'The normal expectations of the participants in a school sponsored educational trip abroad involving minor children supported the imposition of a duty on the defendant to warn about and to protect against serious insect-borne diseases in the areas to be visited on the trip.'
Most of that is pretty standard stuff: we want schools to adequately warn students and parents about the dangers they might encounter on a field trip. It's the "serious insect-borne diseases" part that gives one pause. And it should -- that disease was tick-borne encephalitis, or TBE, contracted by a 15-year-old boarding school student in northeast China. And the full quote was from Connecticut Supreme Court Chief Justice Chase T. Rogers, upholding a $41.7 million verdict against the school for failing to inform her that the U.S. Center for Disease Control had issued a warning to protect against the disease in the exact area where the students would travel.
Cara Munn contracted TBE when she and other students got lost in the woods descending Mount Panjan while on a trip arranged by the Hotchkiss School in Connecticut, and her injuries are devastating:
The plaintiff received insect bites and, ten days later, began to experience the first symptoms of tick-borne encephalitis. She subsequently became partially paralyzed and semicomatose, but, thereafter, her condition stabilized and improved. As a result of her illness, the plaintiff cannot speak, has limited dexterity in her hands that prevents her from typing, and has limited control over her facial muscles causing her to drool, to have difficulty eating and swallowing, and to exhibit socially inappropriate facial expressions. Furthermore, although the plaintiff remains intelligent, she has compromised brain functioning that inhibits her ability to utilize that intelligence.

→ **Record excerpts**
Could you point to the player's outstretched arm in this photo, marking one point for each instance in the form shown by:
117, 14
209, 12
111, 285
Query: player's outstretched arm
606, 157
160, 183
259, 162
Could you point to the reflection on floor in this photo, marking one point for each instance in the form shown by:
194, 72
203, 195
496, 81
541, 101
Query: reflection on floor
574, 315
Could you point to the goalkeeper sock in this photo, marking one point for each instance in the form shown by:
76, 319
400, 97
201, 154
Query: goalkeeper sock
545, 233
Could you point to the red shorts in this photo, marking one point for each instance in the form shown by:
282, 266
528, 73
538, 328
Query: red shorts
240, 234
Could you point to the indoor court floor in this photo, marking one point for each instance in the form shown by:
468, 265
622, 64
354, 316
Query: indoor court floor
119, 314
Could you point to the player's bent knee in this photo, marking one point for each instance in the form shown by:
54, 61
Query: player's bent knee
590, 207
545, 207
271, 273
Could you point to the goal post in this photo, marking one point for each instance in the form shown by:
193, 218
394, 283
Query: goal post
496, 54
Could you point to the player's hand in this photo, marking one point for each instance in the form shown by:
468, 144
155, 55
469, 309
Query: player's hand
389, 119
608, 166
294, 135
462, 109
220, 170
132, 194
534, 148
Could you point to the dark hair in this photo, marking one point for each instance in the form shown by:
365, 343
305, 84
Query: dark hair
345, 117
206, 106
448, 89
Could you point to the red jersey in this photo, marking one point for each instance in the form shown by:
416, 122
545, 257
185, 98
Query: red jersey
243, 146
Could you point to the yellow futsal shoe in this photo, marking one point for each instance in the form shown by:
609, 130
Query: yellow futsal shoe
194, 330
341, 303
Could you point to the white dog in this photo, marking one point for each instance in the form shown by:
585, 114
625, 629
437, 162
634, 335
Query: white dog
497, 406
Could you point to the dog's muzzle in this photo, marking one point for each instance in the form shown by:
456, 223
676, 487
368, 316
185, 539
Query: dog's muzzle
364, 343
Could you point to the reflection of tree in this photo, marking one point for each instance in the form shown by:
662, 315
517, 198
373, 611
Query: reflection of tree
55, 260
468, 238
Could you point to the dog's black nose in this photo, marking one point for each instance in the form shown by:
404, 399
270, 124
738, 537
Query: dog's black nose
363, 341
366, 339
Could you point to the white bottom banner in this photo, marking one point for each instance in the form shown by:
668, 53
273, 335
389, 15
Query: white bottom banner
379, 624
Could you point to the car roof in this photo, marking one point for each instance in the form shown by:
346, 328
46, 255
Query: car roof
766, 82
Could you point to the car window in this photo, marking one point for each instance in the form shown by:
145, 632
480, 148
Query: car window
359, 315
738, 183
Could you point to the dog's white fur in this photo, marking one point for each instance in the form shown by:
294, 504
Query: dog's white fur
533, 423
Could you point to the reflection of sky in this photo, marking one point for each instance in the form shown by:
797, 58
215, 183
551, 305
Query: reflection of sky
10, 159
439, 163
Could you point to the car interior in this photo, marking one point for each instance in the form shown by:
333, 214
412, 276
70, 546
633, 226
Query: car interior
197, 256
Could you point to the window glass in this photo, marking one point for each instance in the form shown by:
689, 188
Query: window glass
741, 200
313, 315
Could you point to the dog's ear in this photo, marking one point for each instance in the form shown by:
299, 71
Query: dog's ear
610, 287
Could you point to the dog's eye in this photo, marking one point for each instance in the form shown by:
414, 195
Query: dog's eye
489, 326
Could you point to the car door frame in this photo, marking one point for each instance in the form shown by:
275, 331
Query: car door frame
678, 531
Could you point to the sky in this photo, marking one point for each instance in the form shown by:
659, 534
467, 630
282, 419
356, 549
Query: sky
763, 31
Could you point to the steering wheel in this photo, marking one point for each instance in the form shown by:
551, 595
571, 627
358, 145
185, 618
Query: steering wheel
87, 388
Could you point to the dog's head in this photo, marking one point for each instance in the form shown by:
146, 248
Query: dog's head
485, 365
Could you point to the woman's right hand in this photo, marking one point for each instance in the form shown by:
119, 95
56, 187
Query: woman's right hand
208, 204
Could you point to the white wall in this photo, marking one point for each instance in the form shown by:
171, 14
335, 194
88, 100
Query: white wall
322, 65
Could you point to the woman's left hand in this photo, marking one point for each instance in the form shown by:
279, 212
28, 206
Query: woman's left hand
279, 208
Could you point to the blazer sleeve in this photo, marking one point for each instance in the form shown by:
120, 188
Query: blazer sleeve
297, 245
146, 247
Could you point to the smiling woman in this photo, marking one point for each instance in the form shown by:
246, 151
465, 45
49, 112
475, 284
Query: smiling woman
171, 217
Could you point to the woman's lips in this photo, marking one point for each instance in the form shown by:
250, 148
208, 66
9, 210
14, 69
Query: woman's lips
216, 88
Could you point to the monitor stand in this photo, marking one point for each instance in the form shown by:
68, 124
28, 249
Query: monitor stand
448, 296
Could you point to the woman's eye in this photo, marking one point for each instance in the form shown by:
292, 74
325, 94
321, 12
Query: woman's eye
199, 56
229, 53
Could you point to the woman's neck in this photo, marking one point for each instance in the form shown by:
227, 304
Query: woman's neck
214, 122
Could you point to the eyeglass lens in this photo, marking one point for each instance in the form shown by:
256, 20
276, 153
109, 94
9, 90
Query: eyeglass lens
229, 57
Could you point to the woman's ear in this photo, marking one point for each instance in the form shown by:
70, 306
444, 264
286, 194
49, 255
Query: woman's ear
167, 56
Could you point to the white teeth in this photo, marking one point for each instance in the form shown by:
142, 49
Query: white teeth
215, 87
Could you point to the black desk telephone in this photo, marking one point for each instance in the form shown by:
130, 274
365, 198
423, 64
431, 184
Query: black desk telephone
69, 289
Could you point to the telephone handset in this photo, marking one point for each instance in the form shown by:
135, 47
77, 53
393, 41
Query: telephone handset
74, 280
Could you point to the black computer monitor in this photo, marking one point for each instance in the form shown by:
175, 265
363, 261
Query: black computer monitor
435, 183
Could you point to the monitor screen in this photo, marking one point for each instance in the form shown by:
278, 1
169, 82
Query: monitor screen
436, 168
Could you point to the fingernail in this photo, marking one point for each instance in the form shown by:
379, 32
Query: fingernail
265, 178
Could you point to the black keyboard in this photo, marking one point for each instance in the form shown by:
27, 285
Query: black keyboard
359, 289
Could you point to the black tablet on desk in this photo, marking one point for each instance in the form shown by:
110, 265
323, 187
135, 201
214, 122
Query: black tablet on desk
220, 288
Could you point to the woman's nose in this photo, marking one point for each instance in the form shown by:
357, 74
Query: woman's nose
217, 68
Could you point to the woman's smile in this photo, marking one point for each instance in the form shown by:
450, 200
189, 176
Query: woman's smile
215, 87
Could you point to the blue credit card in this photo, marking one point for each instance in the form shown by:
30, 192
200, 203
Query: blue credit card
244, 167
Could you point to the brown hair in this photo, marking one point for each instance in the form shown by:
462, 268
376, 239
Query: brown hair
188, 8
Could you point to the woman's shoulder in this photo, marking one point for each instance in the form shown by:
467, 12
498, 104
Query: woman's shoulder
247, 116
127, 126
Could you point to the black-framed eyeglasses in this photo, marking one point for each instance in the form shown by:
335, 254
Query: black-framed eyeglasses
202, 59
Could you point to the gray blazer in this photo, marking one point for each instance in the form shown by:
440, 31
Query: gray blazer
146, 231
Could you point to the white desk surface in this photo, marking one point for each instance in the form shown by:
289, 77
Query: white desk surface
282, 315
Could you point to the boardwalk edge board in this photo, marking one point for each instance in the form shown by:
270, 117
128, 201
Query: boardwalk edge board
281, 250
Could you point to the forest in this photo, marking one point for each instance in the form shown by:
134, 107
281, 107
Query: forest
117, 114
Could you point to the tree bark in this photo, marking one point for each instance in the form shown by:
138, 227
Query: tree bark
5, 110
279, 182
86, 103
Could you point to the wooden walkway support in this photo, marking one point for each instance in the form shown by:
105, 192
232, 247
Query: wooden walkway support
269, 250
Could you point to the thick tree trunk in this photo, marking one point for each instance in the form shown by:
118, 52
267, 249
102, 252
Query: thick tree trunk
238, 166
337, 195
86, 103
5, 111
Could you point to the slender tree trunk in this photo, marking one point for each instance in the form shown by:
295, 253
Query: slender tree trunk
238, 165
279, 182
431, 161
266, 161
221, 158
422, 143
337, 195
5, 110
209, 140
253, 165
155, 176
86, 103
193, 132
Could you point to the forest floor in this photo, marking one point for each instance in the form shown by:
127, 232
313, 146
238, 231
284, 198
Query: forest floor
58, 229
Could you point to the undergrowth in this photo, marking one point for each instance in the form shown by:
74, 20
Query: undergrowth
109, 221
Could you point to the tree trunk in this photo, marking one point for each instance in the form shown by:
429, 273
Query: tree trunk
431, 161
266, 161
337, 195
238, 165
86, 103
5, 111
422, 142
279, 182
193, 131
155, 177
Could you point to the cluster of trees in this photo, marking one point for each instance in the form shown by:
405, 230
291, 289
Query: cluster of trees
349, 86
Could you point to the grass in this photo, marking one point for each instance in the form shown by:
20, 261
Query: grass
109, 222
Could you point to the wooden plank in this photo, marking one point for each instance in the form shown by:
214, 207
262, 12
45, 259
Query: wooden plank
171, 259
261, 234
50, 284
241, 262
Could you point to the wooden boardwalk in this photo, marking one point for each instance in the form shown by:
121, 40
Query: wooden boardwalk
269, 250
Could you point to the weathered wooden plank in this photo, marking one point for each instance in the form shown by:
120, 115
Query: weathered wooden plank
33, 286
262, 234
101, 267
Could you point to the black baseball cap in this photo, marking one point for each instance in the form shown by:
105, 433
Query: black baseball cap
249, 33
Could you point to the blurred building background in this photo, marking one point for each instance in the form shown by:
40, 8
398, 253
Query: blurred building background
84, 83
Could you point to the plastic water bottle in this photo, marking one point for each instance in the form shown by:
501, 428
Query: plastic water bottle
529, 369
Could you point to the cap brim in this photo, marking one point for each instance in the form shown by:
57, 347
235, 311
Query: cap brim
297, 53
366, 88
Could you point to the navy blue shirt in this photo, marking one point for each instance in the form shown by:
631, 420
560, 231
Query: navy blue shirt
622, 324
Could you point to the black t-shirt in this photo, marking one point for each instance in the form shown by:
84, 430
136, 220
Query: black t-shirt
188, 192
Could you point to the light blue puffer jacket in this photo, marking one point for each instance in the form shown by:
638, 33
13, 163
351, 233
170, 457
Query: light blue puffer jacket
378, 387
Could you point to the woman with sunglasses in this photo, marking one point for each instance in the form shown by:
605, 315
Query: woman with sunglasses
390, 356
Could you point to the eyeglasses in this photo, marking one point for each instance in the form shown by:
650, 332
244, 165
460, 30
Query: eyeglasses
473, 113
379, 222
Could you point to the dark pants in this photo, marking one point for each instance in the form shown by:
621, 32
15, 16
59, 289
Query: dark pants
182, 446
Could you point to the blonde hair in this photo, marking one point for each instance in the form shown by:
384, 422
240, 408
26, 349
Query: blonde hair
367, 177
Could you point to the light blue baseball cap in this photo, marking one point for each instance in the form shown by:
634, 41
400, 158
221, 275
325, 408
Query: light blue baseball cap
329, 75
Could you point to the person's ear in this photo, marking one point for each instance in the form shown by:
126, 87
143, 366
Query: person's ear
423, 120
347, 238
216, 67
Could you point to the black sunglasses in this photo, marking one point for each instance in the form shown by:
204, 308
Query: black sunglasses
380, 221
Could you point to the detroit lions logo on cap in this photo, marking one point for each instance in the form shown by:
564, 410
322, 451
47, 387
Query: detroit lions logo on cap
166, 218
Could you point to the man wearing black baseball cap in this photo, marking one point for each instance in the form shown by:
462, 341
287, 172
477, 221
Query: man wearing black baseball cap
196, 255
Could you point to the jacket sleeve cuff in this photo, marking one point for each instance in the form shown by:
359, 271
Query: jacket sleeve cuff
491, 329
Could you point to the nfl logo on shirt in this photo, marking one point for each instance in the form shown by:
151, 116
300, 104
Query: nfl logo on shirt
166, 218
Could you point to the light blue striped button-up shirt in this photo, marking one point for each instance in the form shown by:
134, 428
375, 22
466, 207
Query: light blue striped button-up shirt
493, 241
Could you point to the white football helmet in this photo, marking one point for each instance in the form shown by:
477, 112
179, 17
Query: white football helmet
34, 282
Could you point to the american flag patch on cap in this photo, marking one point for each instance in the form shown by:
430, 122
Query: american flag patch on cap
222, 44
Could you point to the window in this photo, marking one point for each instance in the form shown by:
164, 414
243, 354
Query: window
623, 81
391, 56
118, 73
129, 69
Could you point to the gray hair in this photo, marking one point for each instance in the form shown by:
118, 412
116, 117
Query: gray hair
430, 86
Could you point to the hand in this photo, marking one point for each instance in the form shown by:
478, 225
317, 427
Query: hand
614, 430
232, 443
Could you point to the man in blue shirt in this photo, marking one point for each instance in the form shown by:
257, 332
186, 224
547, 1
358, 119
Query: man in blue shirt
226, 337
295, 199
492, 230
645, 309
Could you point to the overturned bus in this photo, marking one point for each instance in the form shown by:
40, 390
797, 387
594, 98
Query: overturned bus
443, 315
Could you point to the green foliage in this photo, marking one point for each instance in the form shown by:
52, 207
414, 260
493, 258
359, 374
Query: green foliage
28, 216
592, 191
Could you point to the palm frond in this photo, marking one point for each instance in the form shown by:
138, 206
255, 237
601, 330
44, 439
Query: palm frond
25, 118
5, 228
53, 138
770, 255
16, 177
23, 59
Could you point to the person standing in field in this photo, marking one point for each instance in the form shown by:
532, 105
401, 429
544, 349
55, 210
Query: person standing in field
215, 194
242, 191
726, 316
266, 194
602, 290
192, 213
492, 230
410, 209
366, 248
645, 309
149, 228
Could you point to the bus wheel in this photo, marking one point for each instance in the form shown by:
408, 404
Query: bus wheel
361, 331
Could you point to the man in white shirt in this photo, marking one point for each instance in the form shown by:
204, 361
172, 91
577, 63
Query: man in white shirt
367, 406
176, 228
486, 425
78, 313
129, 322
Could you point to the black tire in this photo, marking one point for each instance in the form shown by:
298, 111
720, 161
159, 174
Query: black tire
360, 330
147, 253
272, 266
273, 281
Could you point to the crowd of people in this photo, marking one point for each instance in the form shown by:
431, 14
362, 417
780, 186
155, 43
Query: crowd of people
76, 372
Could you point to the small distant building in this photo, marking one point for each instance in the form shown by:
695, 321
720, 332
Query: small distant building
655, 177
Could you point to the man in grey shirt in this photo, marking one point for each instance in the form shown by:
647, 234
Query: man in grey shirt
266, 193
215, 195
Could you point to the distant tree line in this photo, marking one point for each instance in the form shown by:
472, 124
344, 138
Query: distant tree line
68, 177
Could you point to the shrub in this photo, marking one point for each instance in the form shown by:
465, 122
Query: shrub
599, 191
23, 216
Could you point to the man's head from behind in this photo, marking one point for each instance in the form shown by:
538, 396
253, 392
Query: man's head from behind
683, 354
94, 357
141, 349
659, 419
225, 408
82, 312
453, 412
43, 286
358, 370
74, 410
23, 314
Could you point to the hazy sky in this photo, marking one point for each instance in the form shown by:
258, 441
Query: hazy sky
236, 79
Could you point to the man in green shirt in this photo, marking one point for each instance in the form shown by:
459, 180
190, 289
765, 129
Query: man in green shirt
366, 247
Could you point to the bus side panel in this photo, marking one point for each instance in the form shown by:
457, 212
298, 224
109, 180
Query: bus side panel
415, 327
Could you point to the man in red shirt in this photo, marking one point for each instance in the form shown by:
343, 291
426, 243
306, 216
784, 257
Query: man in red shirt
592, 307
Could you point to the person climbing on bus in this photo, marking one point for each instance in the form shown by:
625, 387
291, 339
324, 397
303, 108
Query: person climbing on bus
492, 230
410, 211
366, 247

→ **Problem statement**
Answer these from the text on the tick-borne encephalitis court case:
1. Which school arranged the trip?
2. What was the amount of the verdict that was upheld?
3. How long after the insect bites did the first symptoms of tick-borne encephalitis appear?

→ **Written solution**
1. The Hotchkiss School in Connecticut
2. $41.7 million
3. Ten days later